• _To do_:
In the records below, count the lines that contain the string "wiper", treating case as significant, and reply with only that number.

• _Dataset excerpts_:
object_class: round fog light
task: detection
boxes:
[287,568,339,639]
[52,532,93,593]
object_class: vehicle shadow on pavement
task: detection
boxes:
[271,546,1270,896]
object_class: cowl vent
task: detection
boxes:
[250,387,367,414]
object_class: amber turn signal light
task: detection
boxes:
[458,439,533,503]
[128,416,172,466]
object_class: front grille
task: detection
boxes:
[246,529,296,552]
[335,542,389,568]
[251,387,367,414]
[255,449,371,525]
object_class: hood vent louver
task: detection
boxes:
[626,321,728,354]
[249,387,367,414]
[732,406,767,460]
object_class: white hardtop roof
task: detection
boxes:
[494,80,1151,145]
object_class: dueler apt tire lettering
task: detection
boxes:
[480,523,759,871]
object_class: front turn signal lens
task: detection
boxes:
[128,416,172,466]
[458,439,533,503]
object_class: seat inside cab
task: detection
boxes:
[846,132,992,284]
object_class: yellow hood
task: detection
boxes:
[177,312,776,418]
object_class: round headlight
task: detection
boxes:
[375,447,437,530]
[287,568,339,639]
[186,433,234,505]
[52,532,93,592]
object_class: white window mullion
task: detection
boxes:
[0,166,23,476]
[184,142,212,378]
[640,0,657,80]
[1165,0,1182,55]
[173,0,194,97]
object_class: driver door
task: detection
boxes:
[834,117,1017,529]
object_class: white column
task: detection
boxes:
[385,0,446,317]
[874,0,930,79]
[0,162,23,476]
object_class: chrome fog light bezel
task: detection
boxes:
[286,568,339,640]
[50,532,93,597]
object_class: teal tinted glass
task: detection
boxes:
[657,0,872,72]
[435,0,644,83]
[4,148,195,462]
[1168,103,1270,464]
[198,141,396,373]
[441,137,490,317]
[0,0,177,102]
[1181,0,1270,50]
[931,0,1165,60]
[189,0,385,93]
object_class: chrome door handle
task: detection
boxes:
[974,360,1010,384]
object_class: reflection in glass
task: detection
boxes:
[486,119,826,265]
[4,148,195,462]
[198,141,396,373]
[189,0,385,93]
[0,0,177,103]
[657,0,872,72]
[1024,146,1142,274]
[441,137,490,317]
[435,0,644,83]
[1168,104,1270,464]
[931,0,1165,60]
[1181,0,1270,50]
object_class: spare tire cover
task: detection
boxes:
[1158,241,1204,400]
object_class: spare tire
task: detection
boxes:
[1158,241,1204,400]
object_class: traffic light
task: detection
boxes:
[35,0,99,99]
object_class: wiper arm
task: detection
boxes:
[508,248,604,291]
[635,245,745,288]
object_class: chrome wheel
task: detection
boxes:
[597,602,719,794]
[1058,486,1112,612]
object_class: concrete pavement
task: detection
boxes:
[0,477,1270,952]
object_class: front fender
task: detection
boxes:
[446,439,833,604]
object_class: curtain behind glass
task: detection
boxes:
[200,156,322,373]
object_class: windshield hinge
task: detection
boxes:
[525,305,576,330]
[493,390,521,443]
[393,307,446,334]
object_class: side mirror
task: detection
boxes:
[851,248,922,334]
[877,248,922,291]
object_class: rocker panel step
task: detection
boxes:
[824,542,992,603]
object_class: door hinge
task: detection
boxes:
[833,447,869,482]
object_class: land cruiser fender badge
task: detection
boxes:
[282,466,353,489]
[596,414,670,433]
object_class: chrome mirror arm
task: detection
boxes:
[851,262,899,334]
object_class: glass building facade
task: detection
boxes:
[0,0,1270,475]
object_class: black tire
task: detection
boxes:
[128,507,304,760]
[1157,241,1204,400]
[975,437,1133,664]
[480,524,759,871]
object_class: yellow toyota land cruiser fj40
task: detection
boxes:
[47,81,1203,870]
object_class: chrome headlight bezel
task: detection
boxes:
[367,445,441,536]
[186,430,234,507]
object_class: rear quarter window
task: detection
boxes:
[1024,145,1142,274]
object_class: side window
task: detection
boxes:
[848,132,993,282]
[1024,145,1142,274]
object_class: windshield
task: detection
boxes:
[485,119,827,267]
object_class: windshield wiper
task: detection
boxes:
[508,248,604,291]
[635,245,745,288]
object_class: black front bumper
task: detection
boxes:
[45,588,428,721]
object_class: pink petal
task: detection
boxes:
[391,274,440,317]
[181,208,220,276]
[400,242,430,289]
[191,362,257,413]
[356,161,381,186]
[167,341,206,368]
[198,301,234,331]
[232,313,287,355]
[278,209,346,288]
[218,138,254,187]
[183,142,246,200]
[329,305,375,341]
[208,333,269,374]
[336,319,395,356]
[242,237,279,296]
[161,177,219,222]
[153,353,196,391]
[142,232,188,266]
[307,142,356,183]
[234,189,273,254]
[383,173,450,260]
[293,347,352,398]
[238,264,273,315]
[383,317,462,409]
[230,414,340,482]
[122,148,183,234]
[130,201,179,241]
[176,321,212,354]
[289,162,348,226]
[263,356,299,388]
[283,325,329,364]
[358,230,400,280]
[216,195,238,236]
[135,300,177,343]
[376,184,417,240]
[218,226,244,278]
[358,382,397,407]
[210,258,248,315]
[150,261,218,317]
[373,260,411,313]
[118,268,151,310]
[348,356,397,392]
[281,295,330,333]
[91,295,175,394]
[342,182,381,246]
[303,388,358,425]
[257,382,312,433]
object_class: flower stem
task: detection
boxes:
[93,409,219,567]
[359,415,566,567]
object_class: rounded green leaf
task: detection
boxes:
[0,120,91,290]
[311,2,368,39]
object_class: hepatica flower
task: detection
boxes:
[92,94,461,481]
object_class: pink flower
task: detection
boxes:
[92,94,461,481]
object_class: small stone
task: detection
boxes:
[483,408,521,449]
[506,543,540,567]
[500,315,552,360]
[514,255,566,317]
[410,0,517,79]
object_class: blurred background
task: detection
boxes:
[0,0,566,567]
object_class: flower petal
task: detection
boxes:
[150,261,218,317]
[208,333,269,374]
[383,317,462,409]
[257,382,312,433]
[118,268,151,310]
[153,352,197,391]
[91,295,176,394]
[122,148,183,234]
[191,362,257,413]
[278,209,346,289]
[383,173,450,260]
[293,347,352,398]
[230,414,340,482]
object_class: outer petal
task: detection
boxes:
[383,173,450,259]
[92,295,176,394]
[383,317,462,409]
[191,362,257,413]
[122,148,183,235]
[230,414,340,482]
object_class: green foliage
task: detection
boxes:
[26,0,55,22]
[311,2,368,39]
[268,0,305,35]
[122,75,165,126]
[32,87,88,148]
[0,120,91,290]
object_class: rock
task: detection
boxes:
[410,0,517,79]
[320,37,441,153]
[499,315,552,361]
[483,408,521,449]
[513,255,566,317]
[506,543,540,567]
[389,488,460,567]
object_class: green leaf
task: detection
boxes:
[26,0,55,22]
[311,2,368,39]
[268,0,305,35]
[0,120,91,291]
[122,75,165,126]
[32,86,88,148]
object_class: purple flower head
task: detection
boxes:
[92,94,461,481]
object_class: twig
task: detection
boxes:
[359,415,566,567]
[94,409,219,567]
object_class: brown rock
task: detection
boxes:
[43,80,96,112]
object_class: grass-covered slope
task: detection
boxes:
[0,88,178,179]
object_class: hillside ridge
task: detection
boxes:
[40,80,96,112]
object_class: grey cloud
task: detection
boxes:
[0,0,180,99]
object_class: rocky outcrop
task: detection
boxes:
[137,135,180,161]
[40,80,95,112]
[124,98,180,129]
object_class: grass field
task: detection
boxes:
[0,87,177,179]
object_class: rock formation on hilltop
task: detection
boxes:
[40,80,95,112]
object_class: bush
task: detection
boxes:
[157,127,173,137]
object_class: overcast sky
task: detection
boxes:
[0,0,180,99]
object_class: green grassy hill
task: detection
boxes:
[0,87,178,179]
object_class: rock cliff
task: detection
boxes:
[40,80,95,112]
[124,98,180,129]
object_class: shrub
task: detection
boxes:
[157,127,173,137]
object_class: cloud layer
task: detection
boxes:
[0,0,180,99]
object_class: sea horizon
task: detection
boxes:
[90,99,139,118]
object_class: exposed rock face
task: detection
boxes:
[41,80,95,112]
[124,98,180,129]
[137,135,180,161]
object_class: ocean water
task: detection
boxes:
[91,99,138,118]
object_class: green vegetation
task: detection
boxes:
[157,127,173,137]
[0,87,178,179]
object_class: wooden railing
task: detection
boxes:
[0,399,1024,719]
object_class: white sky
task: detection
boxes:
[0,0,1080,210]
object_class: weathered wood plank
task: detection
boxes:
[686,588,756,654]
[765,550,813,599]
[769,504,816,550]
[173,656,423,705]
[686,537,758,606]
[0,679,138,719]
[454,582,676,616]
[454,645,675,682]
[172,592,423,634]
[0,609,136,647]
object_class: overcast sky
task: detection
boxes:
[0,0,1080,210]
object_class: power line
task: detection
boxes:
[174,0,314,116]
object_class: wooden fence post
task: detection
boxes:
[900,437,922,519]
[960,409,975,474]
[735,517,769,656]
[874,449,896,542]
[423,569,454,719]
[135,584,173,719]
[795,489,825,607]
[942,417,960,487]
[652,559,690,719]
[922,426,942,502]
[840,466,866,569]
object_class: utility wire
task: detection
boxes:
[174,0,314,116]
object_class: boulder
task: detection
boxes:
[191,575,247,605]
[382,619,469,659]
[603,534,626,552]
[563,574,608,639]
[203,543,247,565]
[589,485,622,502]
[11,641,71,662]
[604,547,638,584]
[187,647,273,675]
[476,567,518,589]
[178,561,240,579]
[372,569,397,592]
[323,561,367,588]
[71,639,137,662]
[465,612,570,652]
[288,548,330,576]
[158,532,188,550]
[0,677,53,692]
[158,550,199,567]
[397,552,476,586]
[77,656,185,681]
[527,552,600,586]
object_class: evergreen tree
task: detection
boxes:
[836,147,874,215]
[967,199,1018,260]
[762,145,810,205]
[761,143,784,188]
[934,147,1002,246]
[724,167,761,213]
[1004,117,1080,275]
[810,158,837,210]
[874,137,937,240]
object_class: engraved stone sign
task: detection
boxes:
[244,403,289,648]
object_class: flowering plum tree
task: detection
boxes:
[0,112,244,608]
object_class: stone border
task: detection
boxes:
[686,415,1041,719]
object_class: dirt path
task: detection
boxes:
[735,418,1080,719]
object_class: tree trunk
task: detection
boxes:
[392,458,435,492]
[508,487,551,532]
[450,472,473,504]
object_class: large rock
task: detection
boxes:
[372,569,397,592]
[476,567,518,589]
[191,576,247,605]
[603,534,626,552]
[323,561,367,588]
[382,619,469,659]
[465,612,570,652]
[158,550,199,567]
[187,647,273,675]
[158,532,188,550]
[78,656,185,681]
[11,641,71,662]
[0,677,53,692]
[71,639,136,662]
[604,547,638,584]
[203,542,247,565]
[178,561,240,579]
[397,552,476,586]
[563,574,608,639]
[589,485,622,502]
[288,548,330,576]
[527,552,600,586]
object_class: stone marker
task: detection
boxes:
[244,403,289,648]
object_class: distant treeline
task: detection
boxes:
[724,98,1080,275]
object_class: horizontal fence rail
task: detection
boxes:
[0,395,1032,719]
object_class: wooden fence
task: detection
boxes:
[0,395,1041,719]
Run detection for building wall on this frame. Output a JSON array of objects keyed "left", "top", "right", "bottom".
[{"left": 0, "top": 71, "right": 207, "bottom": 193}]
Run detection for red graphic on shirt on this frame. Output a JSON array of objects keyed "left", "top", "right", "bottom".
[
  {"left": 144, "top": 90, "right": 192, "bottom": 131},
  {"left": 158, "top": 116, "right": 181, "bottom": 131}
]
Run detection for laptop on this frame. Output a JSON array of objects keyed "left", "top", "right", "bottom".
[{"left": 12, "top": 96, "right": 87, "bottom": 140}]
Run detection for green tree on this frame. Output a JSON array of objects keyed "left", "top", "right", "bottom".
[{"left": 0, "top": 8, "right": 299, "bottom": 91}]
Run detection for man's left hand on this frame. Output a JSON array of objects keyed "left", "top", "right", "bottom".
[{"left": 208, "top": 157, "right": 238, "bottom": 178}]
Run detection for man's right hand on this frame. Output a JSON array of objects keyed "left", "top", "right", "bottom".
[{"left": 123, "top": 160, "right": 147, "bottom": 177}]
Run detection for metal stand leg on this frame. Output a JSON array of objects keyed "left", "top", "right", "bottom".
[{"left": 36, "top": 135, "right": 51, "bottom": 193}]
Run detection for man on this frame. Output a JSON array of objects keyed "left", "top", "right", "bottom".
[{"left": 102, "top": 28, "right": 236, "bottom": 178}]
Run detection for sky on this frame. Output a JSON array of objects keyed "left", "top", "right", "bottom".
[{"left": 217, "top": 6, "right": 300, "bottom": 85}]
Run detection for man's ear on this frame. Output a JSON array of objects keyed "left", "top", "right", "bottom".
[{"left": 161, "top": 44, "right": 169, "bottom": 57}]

• _Solution_:
2